The middle two are particularly useful for understanding the column or row space of the product AB.

With these conceptual ways to organize matrix-matrix multiplication, we see that A = CR means that the columns of A are combinations of columns of C and the rows of A are combinations of the rows of R. The factors C and R reveal the column space and the row space of the matrix A.

Further Reading: Textbook, review chapter 1. You may find this review sheet helpful.

Lecture 4 (February 13)

At the heart of linear algebra is the equation Ax = b. We have n equations in n unknowns and A is an n by n matrix.

  • If A has rank n, there is a unique solution.
  • If A has rank less than n, then there is either (a) no solution or (b) infinitely many solutions!

In a simple 2 by 2 example, the second scenario happens when the equations define parallel lines that (a) never intersect or (b) are the same line.

To solve Ax = b, we combine equations to eliminate unknowns. This is elimination: elementary row operations on A and b convert A to upper triangular form. Once A is in triangular form, we can solve one variable at a time with backsubstitution.

Further Reading: Textbook, chapter 2.1.

Lecture 5 (February 15)

Elimination converts A to an upper triangular matrix U. We can write the elimination steps as multiplication on the left of A by elimination matrices. Gathering the product of the elimination matrices on the left of A gives us EA = U. Inverting E, we arive at the famous factorization A = LU: A is the product of a lower (L) and an upper triangular matrix (U).

Elimination and backsubstitution implicitly invert A to solve Ax = b. In practice, we rarely compute the inverse of A directly (e.g., calculate its entries). However, it's a useful theoretical tool: studying the properties of inverses will allow us to connect the ideas of elimination to the ideas of column and row space from week one.

Further Reading: Textbook, chapter 2.2 and 2.3.

Lecture 6 (February 17)

The inverse of a matrix gives us a direct way to think about Ax = b. An invertible matrix has a unique inverse, a unique solution to Ax = b for any b, and its columns are linearly independent. A triangular matrix is invertible if and only if its diagonal entries are nonzero. The inverse of a product of matrices is the product of the inverses in reverse order!

Records for this task
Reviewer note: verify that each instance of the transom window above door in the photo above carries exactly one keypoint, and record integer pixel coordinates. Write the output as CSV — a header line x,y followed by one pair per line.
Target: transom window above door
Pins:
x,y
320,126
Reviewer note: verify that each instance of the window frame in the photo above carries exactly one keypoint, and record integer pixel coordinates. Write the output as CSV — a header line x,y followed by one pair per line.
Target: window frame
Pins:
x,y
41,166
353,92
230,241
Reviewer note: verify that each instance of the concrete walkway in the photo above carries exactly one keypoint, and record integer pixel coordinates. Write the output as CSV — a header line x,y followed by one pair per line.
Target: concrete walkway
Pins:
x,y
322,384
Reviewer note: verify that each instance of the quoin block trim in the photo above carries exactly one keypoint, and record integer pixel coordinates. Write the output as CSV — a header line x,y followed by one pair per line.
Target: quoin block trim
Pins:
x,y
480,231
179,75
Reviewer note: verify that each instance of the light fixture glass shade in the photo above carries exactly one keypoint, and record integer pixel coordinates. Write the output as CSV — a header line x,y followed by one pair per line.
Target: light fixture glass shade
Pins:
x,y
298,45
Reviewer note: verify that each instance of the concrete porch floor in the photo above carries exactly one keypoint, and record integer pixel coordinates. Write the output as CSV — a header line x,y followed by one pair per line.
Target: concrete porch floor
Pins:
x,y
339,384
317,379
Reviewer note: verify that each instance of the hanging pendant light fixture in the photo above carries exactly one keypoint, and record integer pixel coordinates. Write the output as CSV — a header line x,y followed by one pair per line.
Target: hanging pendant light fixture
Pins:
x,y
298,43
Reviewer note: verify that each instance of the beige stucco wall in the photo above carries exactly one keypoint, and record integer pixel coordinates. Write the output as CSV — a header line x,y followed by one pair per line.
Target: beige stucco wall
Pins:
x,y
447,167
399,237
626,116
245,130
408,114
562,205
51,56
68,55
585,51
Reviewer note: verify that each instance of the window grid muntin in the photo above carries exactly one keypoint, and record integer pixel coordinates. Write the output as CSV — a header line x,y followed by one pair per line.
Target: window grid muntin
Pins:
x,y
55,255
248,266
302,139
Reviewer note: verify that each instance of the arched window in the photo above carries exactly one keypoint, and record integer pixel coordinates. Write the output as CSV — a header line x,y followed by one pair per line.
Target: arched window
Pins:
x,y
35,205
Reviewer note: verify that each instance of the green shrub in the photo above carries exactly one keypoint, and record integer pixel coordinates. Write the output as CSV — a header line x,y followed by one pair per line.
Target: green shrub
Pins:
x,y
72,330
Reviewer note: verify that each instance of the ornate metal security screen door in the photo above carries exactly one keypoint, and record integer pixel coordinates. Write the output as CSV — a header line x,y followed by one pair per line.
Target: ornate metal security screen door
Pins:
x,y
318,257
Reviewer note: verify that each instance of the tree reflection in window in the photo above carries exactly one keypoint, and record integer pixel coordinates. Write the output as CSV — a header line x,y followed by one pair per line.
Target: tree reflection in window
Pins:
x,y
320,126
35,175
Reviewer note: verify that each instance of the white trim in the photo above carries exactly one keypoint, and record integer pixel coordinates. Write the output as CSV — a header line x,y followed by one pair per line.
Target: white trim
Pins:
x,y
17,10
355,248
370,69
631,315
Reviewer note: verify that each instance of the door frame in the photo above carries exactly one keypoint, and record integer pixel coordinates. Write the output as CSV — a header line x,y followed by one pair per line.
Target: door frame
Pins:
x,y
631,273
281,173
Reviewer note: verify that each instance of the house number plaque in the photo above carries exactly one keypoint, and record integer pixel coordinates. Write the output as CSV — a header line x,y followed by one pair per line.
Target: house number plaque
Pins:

Work instructions
1. In the linear algebra notes, what condition makes a triangular matrix invertible?
2. Please pull out every line of the listing above that contains the string "screen".

Complete answers
1. A triangular matrix is invertible if and only if its diagonal entries are nonzero.

2.
Reviewer note: verify that each instance of the ornate metal security screen door in the photo above carries exactly one keypoint, and record integer pixel coordinates. Write the output as CSV — a header line x,y followed by one pair per line.
Target: ornate metal security screen door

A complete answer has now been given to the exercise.